TRECHO SELECIONADO:
----

"O ar da cidade liberta", diz um provérbio alemão do fim da
Idade Média. Depois, no início do século 20, pensadores como
Georg Simmel e Walter Benjamin mostraram como a grande
cidade, lugar da massa, é, paradoxalmente, o lugar da
individualidade. Pois, no contexto de comunidades pequenas, a
liberdade individual está sempre tolhida pelo olhar e julgamento do
vizinho. Já na cidade, ao contrário, o sujeito é anônimo na multidão,
por isso está livre para ser ele mesmo, isto é, ser outro, aquilo que
não se esperaria dele.
Toda a graça da cidade, assim, repousa no fato de que ela
existe para dar espaço à individualidade, não ao individualismo.
Lugar da coletividade, ela se funda sobre as noções de comum e
de público. Na cidade, vivemos com uma multidão que não
escolhemos. A boa convivência com esses outros depende da
aceitação da diferença como algo estruturante. Aqui está o ponto
crucial. A aceitação radical da diferença supõe a empatia, mas não
a simpatia nem a recusa. É o que Richard Sennett, em "Juntos",
define como conversa dialógica. Uma conversa que não supõe
concordância total, mas uma gestão orquestrada de conflitos.

----

ENTRADAS FORNECIDAS:
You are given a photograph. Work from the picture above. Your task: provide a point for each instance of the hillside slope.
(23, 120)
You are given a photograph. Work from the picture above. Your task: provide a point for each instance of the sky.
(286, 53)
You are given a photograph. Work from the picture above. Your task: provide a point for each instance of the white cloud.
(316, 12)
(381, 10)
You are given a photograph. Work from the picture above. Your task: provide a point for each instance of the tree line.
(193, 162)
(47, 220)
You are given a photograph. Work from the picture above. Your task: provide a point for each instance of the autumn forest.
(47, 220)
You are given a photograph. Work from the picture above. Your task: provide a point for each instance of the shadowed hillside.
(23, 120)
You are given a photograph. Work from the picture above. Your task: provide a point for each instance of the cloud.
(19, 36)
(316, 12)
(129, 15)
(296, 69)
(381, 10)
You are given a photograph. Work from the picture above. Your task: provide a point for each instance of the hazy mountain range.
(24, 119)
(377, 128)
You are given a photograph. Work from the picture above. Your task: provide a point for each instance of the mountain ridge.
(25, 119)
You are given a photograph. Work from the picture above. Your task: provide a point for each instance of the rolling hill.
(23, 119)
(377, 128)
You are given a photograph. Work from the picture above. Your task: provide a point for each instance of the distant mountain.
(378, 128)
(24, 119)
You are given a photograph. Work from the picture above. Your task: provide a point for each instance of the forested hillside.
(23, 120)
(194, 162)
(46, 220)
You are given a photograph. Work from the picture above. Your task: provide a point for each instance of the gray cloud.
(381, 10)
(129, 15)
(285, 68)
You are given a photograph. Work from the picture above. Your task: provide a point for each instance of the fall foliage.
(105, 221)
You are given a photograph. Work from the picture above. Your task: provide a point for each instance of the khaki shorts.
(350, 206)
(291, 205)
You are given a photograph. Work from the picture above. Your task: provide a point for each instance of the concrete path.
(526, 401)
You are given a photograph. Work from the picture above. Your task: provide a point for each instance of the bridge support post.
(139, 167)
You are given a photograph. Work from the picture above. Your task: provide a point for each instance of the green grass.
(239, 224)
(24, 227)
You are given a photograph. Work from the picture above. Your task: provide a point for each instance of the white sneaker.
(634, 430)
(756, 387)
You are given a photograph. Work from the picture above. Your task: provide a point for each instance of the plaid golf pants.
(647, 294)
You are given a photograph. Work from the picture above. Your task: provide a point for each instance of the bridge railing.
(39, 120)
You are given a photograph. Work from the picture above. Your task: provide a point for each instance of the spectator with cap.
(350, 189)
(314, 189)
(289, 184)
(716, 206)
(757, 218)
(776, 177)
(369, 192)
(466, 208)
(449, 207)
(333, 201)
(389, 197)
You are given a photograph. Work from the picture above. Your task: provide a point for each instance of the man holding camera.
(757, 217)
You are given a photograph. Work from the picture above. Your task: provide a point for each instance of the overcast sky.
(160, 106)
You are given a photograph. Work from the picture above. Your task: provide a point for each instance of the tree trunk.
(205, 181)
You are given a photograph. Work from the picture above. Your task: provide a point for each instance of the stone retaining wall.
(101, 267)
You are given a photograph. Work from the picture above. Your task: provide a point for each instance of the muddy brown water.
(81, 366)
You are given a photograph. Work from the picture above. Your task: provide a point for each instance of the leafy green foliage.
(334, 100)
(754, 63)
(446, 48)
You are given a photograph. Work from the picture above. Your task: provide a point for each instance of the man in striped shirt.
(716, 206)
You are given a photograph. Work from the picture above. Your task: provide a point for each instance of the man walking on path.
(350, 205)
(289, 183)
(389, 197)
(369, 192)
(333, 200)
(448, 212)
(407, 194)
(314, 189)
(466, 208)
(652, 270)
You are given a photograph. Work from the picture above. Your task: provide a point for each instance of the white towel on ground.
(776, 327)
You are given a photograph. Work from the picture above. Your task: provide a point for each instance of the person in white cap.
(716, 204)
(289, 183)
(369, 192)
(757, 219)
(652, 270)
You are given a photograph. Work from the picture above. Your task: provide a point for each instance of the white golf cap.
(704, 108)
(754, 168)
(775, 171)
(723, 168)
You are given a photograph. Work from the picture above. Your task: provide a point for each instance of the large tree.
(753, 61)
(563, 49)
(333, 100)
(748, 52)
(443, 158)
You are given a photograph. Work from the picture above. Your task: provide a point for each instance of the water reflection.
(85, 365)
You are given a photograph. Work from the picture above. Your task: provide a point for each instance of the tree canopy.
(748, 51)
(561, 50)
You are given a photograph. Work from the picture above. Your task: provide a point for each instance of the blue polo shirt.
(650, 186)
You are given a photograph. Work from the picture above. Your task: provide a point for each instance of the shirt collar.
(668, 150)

----

EXERCÍCIOS:
A – Traduza para o inglês esta frase do trecho sobre a cidade e a individualidade: "Na cidade, vivemos com uma multidão que não escolhemos."
B – Reproduza sem alterações uma parte do trecho sobre a cidade e a individualidade. Comece nas palavras que trazem "Lugar da coletividade, ela" e pare logo depois de "orquestrada de conflitos.".
As entradas não têm papel algum nesta atividade.

RESPOSTAS DOS EXERCÍCIOS:
A – In the city, we live with a crowd that we did not choose.

B –
Lugar da coletividade, ela se funda sobre as noções de comum e
de público. Na cidade, vivemos com uma multidão que não
escolhemos. A boa convivência com esses outros depende da
aceitação da diferença como algo estruturante. Aqui está o ponto
crucial. A aceitação radical da diferença supõe a empatia, mas não
a simpatia nem a recusa. É o que Richard Sennett, em "Juntos",
define como conversa dialógica. Uma conversa que não supõe
concordância total, mas uma gestão orquestrada de conflitos.